## PROBLEM DETAILS
Copy the section of the peripheral neuropathy passage starting at "This form of" and ending at "and blood pressure.", word for word.

*** Opening of SELECTED PASSAGE ***

Neuropathy is a condition that can affect the nerves anywhere in the body. Meanwhile, many people suffer from a specific condition, which is peripheral neuropathy. This affects the extremities more than anything else. The most common areas to notice this condition are in the feet.
What Is Peripheral Neuropathy?
In patients with peripheral neuropathy, the nerves in the extremities of the body (fingers, hands, lower arms, toes, feet, lower legs) are affected. This presents itself with a variety of symptoms, some of which can significantly reduce the affected individual's quality of life. It is particularly common in people with diabetes and in the elderly. In fact, it is believed that around 10% of those over 55 are affected by it to some degree, and between 60% and 70% of diabetes patients will develop it eventually.
This form of neuropathy affects the peripheral nervous system, which is a network of nerves found just outside the spinal cord and the brain, which make up the central nervous system. Within the peripheral nervous system, there are numerous types of nerves. It is for this reason that people experience the condition in different ways. The nerves found in the peripheral area include:
- The sensory nerves, whose role is to transmit sensations and feelings. These include responses to touch and pain.
- The motor nerves, whose role is to control the movement of the muscles
- The autonomic nerves, whose role it is to regulate the body's automatic functions. This includes things such as bladder function and blood pressure.
Common Symptoms of Peripheral Neuropathy
Because there are different types of nerves that can be affected by the condition, and because there are different causes as well, the symptoms can vary greatly. Some of the most common symptoms, however, include:
- Tingling and numbness in the hands and feet
- Shooting, stabbing, or burning pain in the areas that are affected by nerve damage
- Loss of coordination and balance
- Muscle weakness, which commonly affects the feet
Usually, patients have these symptoms constantly, although they may have some flareups and periods of relative rest. Often, however, the condition does get progressively worse over time. It is important, therefore, to seek treatment for it as early as possible.
Why Are the Feet More Affected?
In many cases, neuropathy starts with a loss of sensation, rather than pain. While that is worrisome no matter where it occurs, it is particularly dangerous around the feet. The reason for this is that the feet are in almost continuous use, which means that they are also more likely to be affected by injuries. And when people lose sensation in their feet, they will likely not be aware of injuries, which implies that the injury will get worse.

*** Close of SELECTED PASSAGE ***
*** Opening of INFORMATION SUPPLIED ***

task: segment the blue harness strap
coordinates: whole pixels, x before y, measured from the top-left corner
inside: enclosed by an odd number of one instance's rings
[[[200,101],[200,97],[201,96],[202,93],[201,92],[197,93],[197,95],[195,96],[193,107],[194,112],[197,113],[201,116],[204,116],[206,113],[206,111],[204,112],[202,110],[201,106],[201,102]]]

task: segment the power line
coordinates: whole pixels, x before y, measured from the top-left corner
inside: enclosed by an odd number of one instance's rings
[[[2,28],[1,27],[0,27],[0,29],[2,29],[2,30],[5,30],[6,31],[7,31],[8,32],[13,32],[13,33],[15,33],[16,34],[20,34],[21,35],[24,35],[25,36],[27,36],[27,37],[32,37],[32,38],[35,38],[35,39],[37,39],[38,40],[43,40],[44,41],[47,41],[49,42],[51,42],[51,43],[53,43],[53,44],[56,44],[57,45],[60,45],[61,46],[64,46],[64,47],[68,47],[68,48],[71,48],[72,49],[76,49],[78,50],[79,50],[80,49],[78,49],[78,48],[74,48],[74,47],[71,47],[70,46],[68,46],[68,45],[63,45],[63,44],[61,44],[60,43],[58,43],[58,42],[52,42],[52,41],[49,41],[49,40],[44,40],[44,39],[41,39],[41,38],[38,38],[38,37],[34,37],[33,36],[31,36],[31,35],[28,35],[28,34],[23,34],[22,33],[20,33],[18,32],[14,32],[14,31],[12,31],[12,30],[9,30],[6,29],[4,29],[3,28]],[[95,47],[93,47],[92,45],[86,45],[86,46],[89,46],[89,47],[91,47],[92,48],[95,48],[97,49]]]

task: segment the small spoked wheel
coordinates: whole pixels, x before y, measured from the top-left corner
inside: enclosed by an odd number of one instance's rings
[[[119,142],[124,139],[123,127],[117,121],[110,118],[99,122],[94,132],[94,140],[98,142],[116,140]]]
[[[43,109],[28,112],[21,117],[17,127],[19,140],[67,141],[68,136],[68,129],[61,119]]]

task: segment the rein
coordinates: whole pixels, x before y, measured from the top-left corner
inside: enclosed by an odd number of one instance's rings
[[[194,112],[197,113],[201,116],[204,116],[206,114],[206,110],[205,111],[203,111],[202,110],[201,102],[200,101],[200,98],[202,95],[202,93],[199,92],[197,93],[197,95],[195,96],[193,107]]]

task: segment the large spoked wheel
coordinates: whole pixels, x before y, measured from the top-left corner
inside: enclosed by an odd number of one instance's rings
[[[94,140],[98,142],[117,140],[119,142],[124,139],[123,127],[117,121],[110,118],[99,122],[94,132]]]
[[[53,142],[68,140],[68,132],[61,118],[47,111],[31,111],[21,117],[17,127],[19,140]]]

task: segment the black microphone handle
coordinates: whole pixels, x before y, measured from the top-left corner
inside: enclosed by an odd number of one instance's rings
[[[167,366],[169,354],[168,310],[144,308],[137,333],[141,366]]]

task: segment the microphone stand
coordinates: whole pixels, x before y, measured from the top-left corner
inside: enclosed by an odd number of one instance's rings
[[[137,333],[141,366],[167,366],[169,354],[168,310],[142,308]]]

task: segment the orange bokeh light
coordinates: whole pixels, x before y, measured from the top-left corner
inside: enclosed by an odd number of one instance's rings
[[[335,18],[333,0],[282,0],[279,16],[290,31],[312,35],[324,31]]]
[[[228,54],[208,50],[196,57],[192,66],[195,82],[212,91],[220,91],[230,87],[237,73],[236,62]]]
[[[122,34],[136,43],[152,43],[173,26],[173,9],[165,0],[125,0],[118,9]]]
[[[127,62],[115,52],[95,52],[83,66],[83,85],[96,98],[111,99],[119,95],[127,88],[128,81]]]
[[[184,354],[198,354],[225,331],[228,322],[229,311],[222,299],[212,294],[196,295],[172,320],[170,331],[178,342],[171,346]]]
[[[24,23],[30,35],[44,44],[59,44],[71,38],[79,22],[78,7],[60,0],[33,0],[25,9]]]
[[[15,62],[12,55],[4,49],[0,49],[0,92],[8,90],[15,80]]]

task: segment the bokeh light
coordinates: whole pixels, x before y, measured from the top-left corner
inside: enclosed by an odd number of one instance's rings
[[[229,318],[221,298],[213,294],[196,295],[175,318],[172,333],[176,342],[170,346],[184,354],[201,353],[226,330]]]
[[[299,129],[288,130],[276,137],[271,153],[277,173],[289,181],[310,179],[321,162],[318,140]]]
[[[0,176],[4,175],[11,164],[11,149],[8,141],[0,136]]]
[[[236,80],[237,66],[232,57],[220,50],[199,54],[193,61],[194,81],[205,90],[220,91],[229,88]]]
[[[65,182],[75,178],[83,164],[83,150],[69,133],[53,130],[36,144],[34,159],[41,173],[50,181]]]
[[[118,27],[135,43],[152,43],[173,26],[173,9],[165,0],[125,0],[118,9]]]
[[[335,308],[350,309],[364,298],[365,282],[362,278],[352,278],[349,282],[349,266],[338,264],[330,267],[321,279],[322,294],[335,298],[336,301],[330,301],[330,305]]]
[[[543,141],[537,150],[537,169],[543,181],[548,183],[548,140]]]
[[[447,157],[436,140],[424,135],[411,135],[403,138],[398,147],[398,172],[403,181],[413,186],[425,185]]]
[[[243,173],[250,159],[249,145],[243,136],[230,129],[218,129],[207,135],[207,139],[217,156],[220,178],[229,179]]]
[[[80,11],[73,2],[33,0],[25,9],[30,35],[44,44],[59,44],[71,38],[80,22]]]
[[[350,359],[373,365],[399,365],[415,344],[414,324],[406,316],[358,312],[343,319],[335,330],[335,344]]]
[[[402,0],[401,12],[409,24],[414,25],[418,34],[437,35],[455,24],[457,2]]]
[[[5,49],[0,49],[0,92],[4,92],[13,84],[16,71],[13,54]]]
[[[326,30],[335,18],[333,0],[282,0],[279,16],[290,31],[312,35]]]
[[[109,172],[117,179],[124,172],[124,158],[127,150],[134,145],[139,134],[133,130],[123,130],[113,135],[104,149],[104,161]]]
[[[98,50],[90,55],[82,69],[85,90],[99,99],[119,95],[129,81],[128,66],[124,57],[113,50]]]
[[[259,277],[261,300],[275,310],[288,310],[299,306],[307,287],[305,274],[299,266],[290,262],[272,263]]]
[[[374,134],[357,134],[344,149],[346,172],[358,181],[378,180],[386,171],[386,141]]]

*** Close of INFORMATION SUPPLIED ***

## EXERCISE ANSWER
This form of neuropathy affects the peripheral nervous system, which is a network of nerves found just outside the spinal cord and the brain, which make up the central nervous system. Within the peripheral nervous system, there are numerous types of nerves. It is for this reason that people experience the condition in different ways. The nerves found in the peripheral area include:
- The sensory nerves, whose role is to transmit sensations and feelings. These include responses to touch and pain.
- The motor nerves, whose role is to control the movement of the muscles
- The autonomic nerves, whose role it is to regulate the body's automatic functions. This includes things such as bladder function and blood pressure.